PROBLEM STATEMENT :: Continue the discussion below about addressing readers as "you," starting right after its last comment.

TEXT PROVIDED ::
==================================================

I’ve noticed this one is pretty popular in nerd culture
Did anyone get my weird Maxwell joke at the end of the Aesthete section? I wonder if that one was too much of an insider.
You never need to think much about your health (except for a few episodes such as come to us all, when it forced itself on you, which you dealt with). You eat what you want when you want to, sleep as you feel like it, go to the gym, go on long bicycle rides, hold an interesting job, never had a BMI above 20, don’t do colds, never binge-watched anything, and for the first time visited a personal trainer yesterday because of a serious ambition to do a one-day 200 mile bike ride next year in 16 hours instead of the 20 you predict from past form. Looks like your next 60 Sundays are booked up putting the miles in. You do all these things because you want to, with no “oughts” or “shoulds”.
I find the supposedly impersonal “you” rather irritating. Someone said of The Last Psychiatrist that he is best read by ignoring every sentence that uses it, which is rather a lot of them, and that was my reaction to the first (and last) post by him that I read. Curtis Yarvin had a recent post where he seemed to be channeling TLP, and I had the same response.
It comes across to me as cadging a cosy complicity in the nihilism (which is what is usually is) that is being peddled. It’s overbearing. The writer is claiming to know me, whom he has never heard of, better than I know myself. He is drawing a map by looking only at the inside of his own forehead, and as is well known around here, this does not work.
There is another way. The impersonal “I”. Instead of thrusting on others what they must be like, I can say, this is how it is for me, inviting others to see whether it is that way for them. Instead of saying that “you” do this or that, I can say, this is what I do.
ETA: I also find it useful to try doing without the impersonal 3rd person. Recasting the two sentences beginning “The writer is claiming...”: If I say “you” this and “you” that, I am claiming to know you, each one of you personally, but of whom I know almost nothing, better than you know yourselves. I would be drawing a map by looking only at the inside of my own forehead, and as is well known around here, this does not work.
Apologies if the writing style came off this way. It somehow felt right for this post, but I wouldn’t normally use it. (Here’s another post of mine written in a hopefully less irritating manner.)

==================================================

(Entries drawn from a collection)
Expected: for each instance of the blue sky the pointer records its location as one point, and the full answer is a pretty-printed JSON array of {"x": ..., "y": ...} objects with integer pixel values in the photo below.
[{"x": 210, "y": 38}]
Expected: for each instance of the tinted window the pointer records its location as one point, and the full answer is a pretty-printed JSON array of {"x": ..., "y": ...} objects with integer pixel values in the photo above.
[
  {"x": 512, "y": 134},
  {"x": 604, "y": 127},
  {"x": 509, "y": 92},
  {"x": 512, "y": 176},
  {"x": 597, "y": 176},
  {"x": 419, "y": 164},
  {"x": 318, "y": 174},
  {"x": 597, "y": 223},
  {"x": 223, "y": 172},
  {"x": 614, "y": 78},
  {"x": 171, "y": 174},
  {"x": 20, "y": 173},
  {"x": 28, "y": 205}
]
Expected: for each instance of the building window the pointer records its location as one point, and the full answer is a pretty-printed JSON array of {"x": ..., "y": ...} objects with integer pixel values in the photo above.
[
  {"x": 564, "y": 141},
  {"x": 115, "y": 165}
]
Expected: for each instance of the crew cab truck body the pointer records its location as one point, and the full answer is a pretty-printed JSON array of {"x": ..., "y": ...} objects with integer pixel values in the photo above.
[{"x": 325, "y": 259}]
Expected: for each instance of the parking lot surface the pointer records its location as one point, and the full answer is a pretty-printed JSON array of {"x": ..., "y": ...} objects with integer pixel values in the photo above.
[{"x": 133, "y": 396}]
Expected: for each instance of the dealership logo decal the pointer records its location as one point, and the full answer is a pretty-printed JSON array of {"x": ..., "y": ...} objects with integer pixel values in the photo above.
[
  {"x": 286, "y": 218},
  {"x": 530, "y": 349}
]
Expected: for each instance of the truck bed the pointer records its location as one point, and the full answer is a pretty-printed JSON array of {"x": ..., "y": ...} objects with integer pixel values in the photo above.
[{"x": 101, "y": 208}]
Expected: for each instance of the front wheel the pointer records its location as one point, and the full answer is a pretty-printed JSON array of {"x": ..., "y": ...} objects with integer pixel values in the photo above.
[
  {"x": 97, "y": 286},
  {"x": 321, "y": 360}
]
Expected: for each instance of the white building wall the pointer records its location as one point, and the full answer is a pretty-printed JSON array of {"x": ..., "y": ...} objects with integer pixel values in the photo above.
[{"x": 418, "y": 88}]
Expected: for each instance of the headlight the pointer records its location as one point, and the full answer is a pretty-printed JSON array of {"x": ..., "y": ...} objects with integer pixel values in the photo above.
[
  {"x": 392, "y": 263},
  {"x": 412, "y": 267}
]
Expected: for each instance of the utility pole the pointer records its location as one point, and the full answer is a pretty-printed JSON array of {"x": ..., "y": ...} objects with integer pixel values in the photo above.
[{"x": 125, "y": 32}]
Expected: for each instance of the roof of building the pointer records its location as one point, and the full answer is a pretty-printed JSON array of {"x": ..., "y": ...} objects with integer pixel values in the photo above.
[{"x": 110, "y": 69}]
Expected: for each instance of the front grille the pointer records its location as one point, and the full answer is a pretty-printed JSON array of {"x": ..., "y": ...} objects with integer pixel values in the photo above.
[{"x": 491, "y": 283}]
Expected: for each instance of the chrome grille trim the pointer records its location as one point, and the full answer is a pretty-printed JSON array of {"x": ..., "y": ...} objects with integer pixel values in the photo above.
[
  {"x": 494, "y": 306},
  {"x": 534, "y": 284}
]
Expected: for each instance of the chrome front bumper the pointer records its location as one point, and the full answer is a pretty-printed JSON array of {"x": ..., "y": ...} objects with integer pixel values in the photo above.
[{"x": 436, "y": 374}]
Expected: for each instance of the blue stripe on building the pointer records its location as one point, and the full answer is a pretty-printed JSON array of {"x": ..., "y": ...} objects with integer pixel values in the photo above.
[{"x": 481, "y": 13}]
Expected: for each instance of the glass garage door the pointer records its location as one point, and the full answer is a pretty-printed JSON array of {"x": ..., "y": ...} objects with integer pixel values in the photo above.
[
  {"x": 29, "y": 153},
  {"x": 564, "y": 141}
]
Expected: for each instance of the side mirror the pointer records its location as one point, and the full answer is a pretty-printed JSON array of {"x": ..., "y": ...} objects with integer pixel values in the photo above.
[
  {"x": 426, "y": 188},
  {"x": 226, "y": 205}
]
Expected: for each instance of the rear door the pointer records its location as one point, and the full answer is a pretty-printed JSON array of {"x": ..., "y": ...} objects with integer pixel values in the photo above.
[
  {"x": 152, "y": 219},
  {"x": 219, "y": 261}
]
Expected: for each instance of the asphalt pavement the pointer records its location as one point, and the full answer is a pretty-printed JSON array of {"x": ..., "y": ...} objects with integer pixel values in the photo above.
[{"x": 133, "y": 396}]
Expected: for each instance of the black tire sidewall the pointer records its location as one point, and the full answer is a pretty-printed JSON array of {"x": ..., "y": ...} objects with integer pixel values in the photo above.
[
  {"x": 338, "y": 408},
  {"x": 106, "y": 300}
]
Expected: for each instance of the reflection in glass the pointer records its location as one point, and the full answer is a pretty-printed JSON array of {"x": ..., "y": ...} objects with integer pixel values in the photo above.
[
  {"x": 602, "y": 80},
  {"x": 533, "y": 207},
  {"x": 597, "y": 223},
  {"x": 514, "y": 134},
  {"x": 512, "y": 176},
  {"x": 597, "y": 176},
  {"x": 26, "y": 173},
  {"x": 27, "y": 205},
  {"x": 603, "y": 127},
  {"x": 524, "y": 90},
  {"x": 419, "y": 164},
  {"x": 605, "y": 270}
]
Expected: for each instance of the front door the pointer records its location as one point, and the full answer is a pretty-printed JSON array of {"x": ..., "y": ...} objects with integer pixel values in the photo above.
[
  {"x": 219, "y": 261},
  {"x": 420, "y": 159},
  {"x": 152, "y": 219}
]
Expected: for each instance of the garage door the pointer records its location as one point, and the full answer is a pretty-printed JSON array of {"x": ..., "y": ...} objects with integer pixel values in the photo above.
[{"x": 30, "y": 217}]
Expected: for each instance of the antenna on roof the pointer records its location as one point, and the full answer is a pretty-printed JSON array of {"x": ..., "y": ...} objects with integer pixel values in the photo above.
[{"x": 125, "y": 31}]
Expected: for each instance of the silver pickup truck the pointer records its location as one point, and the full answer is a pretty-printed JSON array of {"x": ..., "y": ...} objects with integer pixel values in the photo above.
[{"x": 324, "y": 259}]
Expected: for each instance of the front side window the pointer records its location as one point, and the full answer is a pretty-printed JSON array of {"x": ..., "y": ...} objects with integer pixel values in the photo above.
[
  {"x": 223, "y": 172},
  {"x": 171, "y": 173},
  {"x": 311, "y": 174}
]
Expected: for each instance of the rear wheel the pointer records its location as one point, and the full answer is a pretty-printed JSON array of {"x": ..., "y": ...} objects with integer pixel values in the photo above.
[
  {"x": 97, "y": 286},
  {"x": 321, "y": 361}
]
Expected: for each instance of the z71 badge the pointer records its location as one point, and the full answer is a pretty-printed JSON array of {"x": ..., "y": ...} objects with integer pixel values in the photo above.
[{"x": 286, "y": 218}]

==================================================

TASK RESULT ::
I definitely did not mean to be psycho-analyzing, however, which I’d hope would be apparent from my many bizarre examples. It was meant more to be reminiscent of choosing a character profile in an RPG or doing a weird but obviously nonsensical online personality test and reading the result, maybe? But that’s rationalisation, when the honest answer is “it felt right when I wrote it”.
While writing this post I had the vague notion that I’d been unconsciously imitating some of Scott Alexander’s fiction, but then I checked a bunch of it, and his stories basically weren’t written in second person. So I don’t actually know how I came up with it. (EDIT: I’ve been informed that this one actually is in second person.)
I don’t think this post could’ve worked in third person, because it would’ve required adding more detail to the characters than I could’ve come up with and would’ve furthermore made the stories longer, but I like your suggestion of using first person.
FWIW I too can find that style offputting, but in this case I got something closer to your intended vibe. To me the OP seems playful rather than smug.
Addendum: On further reflection, I think the writing style might come from Choose Your Own Adventure books.
Had your comment not been here, I was going to wager that it was the source of the style. I read it under the assumption that you explicitly intended to imitate those.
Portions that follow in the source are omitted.